> [PROVIDED ENTRIES]:
"""

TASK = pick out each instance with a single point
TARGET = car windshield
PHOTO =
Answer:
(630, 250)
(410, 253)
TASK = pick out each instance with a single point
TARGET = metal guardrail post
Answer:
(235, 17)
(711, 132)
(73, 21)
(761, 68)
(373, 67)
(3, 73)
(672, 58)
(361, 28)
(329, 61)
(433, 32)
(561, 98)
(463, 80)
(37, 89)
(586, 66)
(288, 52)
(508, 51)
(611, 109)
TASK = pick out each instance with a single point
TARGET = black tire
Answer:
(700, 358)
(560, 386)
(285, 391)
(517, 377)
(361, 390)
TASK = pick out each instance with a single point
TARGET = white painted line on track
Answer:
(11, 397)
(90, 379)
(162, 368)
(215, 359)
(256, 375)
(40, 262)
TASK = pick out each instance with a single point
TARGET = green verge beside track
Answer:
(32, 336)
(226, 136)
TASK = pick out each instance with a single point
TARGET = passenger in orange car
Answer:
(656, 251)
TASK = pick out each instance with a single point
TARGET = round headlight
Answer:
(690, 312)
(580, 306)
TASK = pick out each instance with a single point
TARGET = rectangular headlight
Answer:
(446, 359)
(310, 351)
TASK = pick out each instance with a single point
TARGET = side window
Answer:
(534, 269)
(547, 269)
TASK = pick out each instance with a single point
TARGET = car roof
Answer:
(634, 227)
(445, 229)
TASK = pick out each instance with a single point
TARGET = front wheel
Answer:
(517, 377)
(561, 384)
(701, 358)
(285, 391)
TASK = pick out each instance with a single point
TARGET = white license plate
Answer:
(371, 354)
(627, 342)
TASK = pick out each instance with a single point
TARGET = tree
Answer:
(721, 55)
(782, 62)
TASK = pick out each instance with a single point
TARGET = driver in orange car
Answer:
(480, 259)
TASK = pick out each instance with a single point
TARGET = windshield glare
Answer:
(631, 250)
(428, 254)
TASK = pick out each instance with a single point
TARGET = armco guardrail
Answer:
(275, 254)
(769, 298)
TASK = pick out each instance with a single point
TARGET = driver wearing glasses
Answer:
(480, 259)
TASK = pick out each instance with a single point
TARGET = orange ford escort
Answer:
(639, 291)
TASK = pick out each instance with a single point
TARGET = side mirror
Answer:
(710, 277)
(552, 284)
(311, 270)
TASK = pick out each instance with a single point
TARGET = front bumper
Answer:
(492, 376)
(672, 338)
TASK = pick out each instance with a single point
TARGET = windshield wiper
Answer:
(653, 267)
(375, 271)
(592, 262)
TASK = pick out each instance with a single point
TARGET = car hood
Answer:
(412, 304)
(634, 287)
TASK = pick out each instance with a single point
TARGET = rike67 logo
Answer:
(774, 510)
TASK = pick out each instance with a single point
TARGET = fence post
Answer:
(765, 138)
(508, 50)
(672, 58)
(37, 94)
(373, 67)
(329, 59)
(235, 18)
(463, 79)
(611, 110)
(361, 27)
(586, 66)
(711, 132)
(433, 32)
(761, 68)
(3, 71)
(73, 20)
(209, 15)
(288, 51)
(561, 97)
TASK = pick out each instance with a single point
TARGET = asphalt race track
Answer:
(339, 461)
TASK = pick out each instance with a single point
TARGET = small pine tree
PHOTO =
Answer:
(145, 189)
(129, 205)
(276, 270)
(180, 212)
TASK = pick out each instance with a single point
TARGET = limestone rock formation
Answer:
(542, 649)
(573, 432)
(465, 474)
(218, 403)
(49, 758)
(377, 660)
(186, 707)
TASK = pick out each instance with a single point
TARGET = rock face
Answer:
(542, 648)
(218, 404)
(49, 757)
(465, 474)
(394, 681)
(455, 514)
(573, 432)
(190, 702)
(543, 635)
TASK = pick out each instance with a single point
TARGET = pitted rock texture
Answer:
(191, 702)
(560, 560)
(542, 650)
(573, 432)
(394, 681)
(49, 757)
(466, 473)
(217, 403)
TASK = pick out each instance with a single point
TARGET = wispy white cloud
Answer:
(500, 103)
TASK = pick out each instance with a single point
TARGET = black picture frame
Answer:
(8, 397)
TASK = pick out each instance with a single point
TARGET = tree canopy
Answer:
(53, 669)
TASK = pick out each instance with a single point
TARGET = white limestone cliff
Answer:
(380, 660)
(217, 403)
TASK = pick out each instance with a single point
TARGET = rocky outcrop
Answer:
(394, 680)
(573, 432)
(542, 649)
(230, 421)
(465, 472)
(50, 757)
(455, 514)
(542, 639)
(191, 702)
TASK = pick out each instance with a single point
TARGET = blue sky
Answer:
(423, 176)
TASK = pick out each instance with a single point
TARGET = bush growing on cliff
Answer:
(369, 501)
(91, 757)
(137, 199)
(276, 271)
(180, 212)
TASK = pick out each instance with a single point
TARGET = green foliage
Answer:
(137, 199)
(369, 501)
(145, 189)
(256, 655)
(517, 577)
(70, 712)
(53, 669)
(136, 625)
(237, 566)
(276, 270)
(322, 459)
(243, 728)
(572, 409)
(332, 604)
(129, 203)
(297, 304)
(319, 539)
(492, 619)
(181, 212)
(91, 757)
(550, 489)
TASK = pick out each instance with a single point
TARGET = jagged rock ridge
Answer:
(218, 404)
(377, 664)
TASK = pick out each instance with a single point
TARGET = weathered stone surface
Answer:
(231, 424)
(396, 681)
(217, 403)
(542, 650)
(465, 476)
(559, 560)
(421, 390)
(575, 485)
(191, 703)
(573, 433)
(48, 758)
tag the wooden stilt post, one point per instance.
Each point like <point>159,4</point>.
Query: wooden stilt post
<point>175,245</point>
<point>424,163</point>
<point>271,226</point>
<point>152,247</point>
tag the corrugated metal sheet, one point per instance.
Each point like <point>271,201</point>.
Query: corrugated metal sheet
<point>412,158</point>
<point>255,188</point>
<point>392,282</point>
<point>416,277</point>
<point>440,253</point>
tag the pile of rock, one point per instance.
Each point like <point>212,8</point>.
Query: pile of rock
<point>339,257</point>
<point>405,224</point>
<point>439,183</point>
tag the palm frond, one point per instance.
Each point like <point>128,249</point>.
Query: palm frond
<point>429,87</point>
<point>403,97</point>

"""

> [DIRECTIONS FOR THIS TASK]: The entire listing is to be retyped exactly.

> [OUTPUT]:
TASK = pick out each instance with a single point
TARGET = car windshield
PHOTO =
Answer:
(630, 250)
(410, 253)
TASK = pick out each instance with a single point
TARGET = metal guardrail post
Answer:
(235, 17)
(711, 132)
(73, 21)
(761, 68)
(373, 67)
(3, 73)
(672, 58)
(361, 28)
(329, 61)
(433, 32)
(561, 98)
(463, 80)
(37, 89)
(586, 66)
(288, 52)
(508, 51)
(611, 109)
TASK = pick out each instance with a single point
TARGET = black tire
Answer:
(700, 358)
(560, 386)
(285, 391)
(517, 377)
(361, 390)
TASK = pick out each instance with a single point
TARGET = white painted line on track
Answer:
(11, 397)
(90, 379)
(162, 368)
(215, 359)
(256, 375)
(40, 262)
TASK = pick out each instance with a single point
TARGET = green verge beside track
Answer:
(32, 336)
(226, 136)
TASK = pick out each instance with a single point
TARGET = passenger in orange car
Answer:
(656, 251)
TASK = pick out each instance with a single point
TARGET = round headlight
Answer:
(690, 312)
(580, 306)
TASK = pick out each instance with a single point
TARGET = rectangular headlight
Answer:
(446, 359)
(310, 351)
TASK = pick out each instance with a single point
TARGET = side window
Answer:
(534, 269)
(547, 269)
TASK = pick out each instance with a single point
TARGET = car roof
Answer:
(634, 227)
(445, 229)
TASK = pick out each instance with a single point
TARGET = front wheel
Answer:
(517, 377)
(561, 384)
(701, 358)
(285, 391)
TASK = pick out each instance with a single point
TARGET = white license plate
Answer:
(371, 354)
(627, 342)
TASK = pick out each instance with a single point
TARGET = tree
Answer:
(721, 55)
(782, 62)
TASK = pick out each instance with a single point
TARGET = driver in orange car
Answer:
(480, 259)
TASK = pick out each instance with a single point
TARGET = windshield glare
Answer:
(631, 250)
(428, 254)
TASK = pick out each instance with a single point
TARGET = armco guardrail
Answer:
(275, 254)
(769, 298)
TASK = pick out each instance with a single point
TARGET = driver wearing glasses
Answer:
(480, 259)
TASK = pick out each instance with a single point
TARGET = orange ford escort
Answer:
(639, 291)
TASK = pick out each instance with a single point
TARGET = side mirror
Answer:
(710, 277)
(552, 284)
(311, 270)
TASK = pick out each instance with a single point
TARGET = front bumper
Answer:
(492, 376)
(672, 338)
TASK = pick out each instance with a single point
TARGET = windshield wiper
Answer:
(653, 267)
(375, 271)
(592, 262)
TASK = pick out each instance with a single point
TARGET = car hood
Answer:
(412, 304)
(634, 287)
TASK = pick out each instance with a single point
TARGET = rike67 logo
Answer:
(774, 510)
TASK = pick out each instance with a single point
TARGET = fence post
Answer:
(765, 138)
(508, 50)
(672, 58)
(37, 94)
(373, 67)
(329, 59)
(235, 18)
(463, 79)
(611, 110)
(361, 27)
(586, 66)
(711, 132)
(433, 32)
(761, 68)
(3, 71)
(73, 20)
(209, 15)
(288, 51)
(561, 97)
TASK = pick out each instance with a single point
TARGET = asphalt race track
Answer:
(339, 461)
TASK = pick out each instance with a single point
TARGET = small pine tree
PHOTO =
Answer:
(145, 189)
(129, 205)
(276, 270)
(180, 212)
TASK = pick out each instance with a single point
TARGET = limestone rock formation
Answer:
(542, 649)
(573, 432)
(465, 474)
(218, 403)
(49, 758)
(377, 660)
(186, 707)
TASK = pick out each instance with a single point
TARGET = rock face
Answer:
(542, 648)
(218, 404)
(49, 757)
(465, 474)
(394, 681)
(455, 514)
(573, 432)
(190, 702)
(543, 635)
TASK = pick out each instance with a single point
TARGET = pitted rock texture
Answer:
(191, 702)
(560, 560)
(542, 650)
(573, 432)
(394, 681)
(49, 757)
(466, 473)
(217, 403)
TASK = pick out each instance with a single point
TARGET = wispy white cloud
Answer:
(500, 103)
TASK = pick out each instance with a single point
TARGET = black picture frame
Answer:
(8, 397)
TASK = pick out each instance with a single point
TARGET = tree canopy
Answer:
(53, 669)
TASK = pick out each instance with a single point
TARGET = white limestone cliff
Answer:
(380, 660)
(217, 403)
TASK = pick out each instance with a single point
TARGET = rocky outcrop
Answer:
(394, 680)
(573, 432)
(542, 649)
(230, 421)
(465, 472)
(50, 757)
(455, 514)
(542, 639)
(191, 702)
TASK = pick out each instance with a single point
TARGET = blue sky
Answer:
(423, 176)
TASK = pick out each instance with a single point
TARGET = bush growing on cliff
Answer:
(369, 501)
(91, 757)
(137, 199)
(276, 271)
(180, 212)
TASK = pick out each instance with a single point
TARGET = green foliage
Answer:
(137, 199)
(369, 501)
(145, 189)
(256, 655)
(517, 577)
(70, 712)
(53, 669)
(136, 625)
(237, 566)
(276, 270)
(322, 459)
(243, 728)
(572, 409)
(332, 604)
(129, 203)
(297, 304)
(319, 539)
(492, 619)
(181, 212)
(91, 757)
(550, 489)
TASK = pick out each instance with a single point
TARGET = jagged rock ridge
Answer:
(218, 404)
(377, 664)
TASK = pick out each instance with a single point
TARGET = weathered stone surface
Answer:
(231, 424)
(396, 681)
(217, 403)
(542, 650)
(465, 476)
(559, 560)
(421, 390)
(575, 485)
(191, 703)
(573, 433)
(48, 758)
tag the wooden stilt post, one point per instance.
Each point like <point>159,4</point>.
Query: wooden stilt post
<point>175,245</point>
<point>424,163</point>
<point>271,226</point>
<point>152,247</point>
tag the corrugated metal sheet, one point per instance.
Each point like <point>271,201</point>.
Query: corrugated metal sheet
<point>412,158</point>
<point>255,188</point>
<point>392,282</point>
<point>416,277</point>
<point>440,253</point>
tag the pile of rock, one point per instance.
Each point like <point>212,8</point>.
Query: pile of rock
<point>339,257</point>
<point>405,224</point>
<point>439,183</point>
tag the palm frond, one point per instance.
Each point like <point>128,249</point>.
Query: palm frond
<point>429,87</point>
<point>403,97</point>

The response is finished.